— FRAGMENTO DEL DOCUMENTO —
● ● ● ● ● ● ●
En el Cenáculo con el Dr. Polo Benito
Publicado en Blanco y Negro, el 3 de mayo de 1936

El Cenáculo en el monte Sion de Jerusalén, foto de Luigi Fiorillo (1875).
EL NUEVO SANTUARIO FRANCISCANO DE MONTE SIÓN, JUNTO AL CENÁCULO, EN JERUSALÉN
Si en Jerusalén no quedara más que una piedra, en esa piedra deberían hallarse esculpidos los nombres de España y de sus reyes, ha dicho un escritor italiano. Nunca, desde el tiempo de Judas Macabeo, hubo un pueblo que con tanta razón pudiera creerse el pueblo escogido para ser la espada y el brazo de Dios, dijo Menéndez y Pelayo, haciendo análisis y valoración de las gloriosas gestas, de las influencias profundas de que antaño gozó el nuestro en tierras palestinianas y de las que todavía restan algún que otro prestigio harto necesitado de avivación y fortalecimiento.
Constante preocupación española la reconquista espiritual y material de Tierra Santa, la frase del patriarca de Jerusalén, el famoso Gelmírez, arzobispo compostelano, ad hoc Deus suum negotium nobis reservavit explendum (para esta empresa nos designa Dios), resuena como el eco de una voz providencial en los oídos y en el alma de políticos y gobernantes.
El propio Colón, cuando arrodillado a los pies de los Reyes Católicos, les ofrecía las fantásticas y atrayentes riquezas de un Nuevo Mundo, lo hacía pensando en que sirvieran para rescate del sepulcro del Salvador; a lo cual, los magnánimos monarcas respondieron con plácida y leve sonrisa, diciéndole que sin esto también tenían aquella ansía. Años más tarde solicitaba Cisneros la formación de una liga entre Castilla, Aragón, Portugal e Inglaterra, habiendo aprobado el rey portugués los proyectos del inmortal franciscano con estas palabras: Yo juntaré muy gustosamente mis fuerzas con las del rey don Fernando, en la
confianza de que Dios bendecirá nuestras armas y que oirá nuestros deseos de tan grande arzobispo, para que los reyes cristianos logren, después de la victoria, recibir de vuestras manos el cuerpo y la sangre de Jesucristo sobre la misma ara del Santo Sepulcro.
● ● ● ● ● ● ●
Extractos de datos de etiquetado de ubicaciones:
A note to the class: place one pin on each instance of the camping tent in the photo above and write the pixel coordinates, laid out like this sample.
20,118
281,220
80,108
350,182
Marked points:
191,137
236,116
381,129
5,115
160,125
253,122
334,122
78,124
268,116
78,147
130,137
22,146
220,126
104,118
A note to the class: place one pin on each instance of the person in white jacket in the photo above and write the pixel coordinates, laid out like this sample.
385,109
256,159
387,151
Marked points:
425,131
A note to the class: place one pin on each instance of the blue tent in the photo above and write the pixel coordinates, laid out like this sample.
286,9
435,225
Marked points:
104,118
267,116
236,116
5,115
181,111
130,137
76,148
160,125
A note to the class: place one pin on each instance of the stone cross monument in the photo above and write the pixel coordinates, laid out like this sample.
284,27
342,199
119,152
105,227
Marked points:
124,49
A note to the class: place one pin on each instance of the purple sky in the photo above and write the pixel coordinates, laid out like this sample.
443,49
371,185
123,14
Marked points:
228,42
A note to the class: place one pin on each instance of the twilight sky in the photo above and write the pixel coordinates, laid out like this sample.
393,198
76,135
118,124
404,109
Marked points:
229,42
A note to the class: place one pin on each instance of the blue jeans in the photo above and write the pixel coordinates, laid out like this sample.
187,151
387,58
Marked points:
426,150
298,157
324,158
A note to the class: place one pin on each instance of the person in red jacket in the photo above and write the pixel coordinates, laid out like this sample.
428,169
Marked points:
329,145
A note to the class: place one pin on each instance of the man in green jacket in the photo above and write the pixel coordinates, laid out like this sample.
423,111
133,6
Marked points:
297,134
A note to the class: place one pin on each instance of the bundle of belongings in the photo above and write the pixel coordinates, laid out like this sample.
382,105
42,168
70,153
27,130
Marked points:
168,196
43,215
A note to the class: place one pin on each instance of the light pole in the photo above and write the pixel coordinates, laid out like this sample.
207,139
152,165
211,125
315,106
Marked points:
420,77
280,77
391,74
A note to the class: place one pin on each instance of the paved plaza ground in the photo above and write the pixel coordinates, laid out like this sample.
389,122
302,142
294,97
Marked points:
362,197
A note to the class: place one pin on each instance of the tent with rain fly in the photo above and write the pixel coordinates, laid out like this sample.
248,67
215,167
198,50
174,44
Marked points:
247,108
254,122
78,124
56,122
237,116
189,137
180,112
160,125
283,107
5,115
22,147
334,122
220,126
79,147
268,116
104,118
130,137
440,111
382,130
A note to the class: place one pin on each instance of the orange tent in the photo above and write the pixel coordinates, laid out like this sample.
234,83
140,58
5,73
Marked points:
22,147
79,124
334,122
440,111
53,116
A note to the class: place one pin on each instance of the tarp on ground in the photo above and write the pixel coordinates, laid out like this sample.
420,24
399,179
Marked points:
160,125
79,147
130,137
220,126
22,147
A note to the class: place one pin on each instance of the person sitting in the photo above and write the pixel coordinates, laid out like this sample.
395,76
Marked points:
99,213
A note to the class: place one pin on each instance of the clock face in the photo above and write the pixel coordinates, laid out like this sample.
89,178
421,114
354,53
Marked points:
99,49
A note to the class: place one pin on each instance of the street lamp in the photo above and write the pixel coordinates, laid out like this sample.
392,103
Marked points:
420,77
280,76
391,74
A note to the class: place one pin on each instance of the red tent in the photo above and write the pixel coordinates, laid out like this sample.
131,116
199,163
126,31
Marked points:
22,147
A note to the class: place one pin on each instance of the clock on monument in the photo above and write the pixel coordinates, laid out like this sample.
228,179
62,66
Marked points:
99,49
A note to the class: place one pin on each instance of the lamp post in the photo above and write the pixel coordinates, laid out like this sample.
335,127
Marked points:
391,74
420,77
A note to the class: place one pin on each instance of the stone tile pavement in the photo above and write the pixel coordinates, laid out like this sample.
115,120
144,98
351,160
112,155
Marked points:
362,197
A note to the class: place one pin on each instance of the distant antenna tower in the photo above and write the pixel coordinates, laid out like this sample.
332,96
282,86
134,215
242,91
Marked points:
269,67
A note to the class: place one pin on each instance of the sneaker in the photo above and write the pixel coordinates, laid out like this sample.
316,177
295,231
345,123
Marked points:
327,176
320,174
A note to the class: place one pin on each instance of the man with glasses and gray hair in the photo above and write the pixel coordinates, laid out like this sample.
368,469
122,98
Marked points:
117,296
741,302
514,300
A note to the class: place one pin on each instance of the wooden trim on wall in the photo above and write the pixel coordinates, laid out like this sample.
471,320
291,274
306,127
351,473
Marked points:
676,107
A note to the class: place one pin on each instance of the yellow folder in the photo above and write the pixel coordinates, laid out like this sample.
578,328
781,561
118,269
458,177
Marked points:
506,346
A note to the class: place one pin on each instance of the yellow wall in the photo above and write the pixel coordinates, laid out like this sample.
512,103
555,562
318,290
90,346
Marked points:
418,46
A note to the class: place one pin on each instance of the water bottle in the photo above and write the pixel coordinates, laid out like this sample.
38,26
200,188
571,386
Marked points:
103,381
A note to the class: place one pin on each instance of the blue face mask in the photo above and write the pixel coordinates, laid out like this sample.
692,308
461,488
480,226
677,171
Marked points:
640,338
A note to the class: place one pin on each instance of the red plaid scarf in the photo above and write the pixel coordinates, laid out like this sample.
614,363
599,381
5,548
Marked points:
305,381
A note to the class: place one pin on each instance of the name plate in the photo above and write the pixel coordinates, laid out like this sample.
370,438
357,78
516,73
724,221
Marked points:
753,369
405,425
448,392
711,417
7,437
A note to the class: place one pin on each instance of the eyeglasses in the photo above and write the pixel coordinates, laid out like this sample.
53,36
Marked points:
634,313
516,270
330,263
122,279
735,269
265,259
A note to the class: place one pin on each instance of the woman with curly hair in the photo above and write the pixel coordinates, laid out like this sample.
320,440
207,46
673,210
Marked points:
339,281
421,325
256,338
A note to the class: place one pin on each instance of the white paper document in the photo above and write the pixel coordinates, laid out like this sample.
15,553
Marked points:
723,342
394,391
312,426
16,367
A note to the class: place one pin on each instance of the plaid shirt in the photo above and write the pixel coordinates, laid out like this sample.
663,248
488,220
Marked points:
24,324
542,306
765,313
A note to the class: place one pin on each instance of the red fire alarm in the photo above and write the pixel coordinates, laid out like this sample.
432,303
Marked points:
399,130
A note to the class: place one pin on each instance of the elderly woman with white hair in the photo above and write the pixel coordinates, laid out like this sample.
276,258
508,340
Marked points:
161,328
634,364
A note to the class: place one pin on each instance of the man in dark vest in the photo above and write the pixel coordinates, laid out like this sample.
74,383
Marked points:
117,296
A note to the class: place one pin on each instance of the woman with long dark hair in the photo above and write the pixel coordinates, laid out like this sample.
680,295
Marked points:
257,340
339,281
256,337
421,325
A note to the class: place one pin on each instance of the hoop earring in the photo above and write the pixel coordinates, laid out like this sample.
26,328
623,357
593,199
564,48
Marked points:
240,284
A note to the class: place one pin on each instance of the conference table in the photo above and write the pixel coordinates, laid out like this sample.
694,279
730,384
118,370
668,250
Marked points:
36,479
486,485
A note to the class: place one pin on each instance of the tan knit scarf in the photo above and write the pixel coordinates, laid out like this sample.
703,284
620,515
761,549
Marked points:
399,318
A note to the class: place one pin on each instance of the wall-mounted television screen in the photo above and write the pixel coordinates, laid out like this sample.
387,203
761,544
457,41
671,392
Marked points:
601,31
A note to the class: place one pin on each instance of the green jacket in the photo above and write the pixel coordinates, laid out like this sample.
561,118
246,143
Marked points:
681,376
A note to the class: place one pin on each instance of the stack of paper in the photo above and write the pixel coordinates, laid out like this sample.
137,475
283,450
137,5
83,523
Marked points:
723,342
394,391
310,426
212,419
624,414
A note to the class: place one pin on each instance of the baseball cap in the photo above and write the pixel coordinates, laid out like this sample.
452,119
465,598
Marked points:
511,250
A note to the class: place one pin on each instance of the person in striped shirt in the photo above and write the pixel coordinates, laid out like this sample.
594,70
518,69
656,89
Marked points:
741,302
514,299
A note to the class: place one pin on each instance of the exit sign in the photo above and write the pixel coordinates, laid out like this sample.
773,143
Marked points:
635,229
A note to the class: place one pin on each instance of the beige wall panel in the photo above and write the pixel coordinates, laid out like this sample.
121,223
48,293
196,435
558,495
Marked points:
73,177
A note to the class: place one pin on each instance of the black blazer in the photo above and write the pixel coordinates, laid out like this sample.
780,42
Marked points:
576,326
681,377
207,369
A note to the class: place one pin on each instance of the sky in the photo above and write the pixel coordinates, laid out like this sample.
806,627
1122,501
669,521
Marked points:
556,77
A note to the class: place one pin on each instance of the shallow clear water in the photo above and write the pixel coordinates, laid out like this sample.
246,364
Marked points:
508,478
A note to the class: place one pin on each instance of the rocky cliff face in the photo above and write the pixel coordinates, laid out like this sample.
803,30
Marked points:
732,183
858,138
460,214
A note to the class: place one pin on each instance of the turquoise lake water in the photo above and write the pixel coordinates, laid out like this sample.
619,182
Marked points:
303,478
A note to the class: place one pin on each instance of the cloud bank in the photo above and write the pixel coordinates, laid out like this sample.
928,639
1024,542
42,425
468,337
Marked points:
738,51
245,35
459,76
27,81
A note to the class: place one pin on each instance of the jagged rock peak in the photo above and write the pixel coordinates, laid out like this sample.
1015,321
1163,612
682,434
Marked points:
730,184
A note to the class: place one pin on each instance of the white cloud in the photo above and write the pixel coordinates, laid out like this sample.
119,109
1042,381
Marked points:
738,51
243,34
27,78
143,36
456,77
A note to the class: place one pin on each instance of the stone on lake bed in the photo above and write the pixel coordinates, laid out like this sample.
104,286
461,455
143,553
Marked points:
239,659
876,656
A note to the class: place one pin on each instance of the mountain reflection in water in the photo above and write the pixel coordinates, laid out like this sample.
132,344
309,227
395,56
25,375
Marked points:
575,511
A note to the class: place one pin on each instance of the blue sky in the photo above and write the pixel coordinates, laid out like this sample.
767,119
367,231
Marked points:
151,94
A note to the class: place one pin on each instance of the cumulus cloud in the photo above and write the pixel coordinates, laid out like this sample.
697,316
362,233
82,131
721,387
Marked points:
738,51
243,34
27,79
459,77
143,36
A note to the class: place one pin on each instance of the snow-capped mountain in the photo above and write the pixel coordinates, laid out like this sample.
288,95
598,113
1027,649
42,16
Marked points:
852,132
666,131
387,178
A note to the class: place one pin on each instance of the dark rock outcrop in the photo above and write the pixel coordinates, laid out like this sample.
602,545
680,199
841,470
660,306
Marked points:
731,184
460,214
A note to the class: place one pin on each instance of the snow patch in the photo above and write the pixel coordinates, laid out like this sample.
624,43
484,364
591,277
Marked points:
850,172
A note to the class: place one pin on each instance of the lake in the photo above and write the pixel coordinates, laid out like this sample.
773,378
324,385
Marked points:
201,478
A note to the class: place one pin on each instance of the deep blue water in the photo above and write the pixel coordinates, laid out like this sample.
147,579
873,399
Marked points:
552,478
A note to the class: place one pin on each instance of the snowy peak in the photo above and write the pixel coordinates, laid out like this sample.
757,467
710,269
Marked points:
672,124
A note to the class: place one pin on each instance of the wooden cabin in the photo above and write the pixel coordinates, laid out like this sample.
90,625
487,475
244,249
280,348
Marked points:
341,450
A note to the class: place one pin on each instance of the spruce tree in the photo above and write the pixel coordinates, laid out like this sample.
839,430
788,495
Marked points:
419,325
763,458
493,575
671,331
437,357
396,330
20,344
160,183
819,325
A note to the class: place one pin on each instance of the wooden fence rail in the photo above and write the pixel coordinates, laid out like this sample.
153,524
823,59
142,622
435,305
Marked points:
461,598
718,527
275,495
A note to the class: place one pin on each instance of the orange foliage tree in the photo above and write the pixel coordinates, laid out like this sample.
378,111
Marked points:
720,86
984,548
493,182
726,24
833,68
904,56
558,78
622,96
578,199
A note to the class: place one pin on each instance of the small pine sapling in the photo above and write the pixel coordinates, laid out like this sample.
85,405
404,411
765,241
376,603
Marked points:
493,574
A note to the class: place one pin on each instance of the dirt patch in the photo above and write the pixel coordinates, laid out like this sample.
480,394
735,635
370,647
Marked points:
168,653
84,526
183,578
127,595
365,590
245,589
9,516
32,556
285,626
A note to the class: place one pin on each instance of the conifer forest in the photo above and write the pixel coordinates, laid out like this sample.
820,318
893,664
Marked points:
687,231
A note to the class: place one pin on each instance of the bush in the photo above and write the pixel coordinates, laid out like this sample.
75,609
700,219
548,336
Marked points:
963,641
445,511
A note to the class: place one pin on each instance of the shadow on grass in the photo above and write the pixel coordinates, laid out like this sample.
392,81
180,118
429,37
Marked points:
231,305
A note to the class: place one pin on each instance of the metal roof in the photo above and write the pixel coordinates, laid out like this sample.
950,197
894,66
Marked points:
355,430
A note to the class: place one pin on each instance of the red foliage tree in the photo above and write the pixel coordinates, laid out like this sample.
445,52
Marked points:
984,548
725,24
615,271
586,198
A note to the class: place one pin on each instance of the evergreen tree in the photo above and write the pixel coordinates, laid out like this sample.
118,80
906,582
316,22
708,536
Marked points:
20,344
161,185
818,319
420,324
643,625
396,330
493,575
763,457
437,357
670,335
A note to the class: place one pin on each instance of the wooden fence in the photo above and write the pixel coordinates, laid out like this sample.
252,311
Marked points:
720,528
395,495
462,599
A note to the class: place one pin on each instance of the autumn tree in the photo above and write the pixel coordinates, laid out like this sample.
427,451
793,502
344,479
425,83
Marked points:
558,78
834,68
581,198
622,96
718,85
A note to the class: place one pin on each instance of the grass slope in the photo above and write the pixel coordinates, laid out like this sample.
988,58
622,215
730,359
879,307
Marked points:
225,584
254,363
● ● ● ● ● ● ●
— EJERCICIO —
Reproduzca el tramo del artículo sobre el Cenáculo desde "EL NUEVO SANTUARIO" hasta "avivación y fortalecimiento.", sustituyendo "espada" por "lanza".

— RESULTADO —
EL NUEVO SANTUARIO FRANCISCANO DE MONTE SIÓN, JUNTO AL CENÁCULO, EN JERUSALÉN
Si en Jerusalén no quedara más que una piedra, en esa piedra deberían hallarse esculpidos los nombres de España y de sus reyes, ha dicho un escritor italiano. Nunca, desde el tiempo de Judas Macabeo, hubo un pueblo que con tanta razón pudiera creerse el pueblo escogido para ser la lanza y el brazo de Dios, dijo Menéndez y Pelayo, haciendo análisis y valoración de las gloriosas gestas, de las influencias profundas de que antaño gozó el nuestro en tierras palestinianas y de las que todavía restan algún que otro prestigio harto necesitado de avivación y fortalecimiento.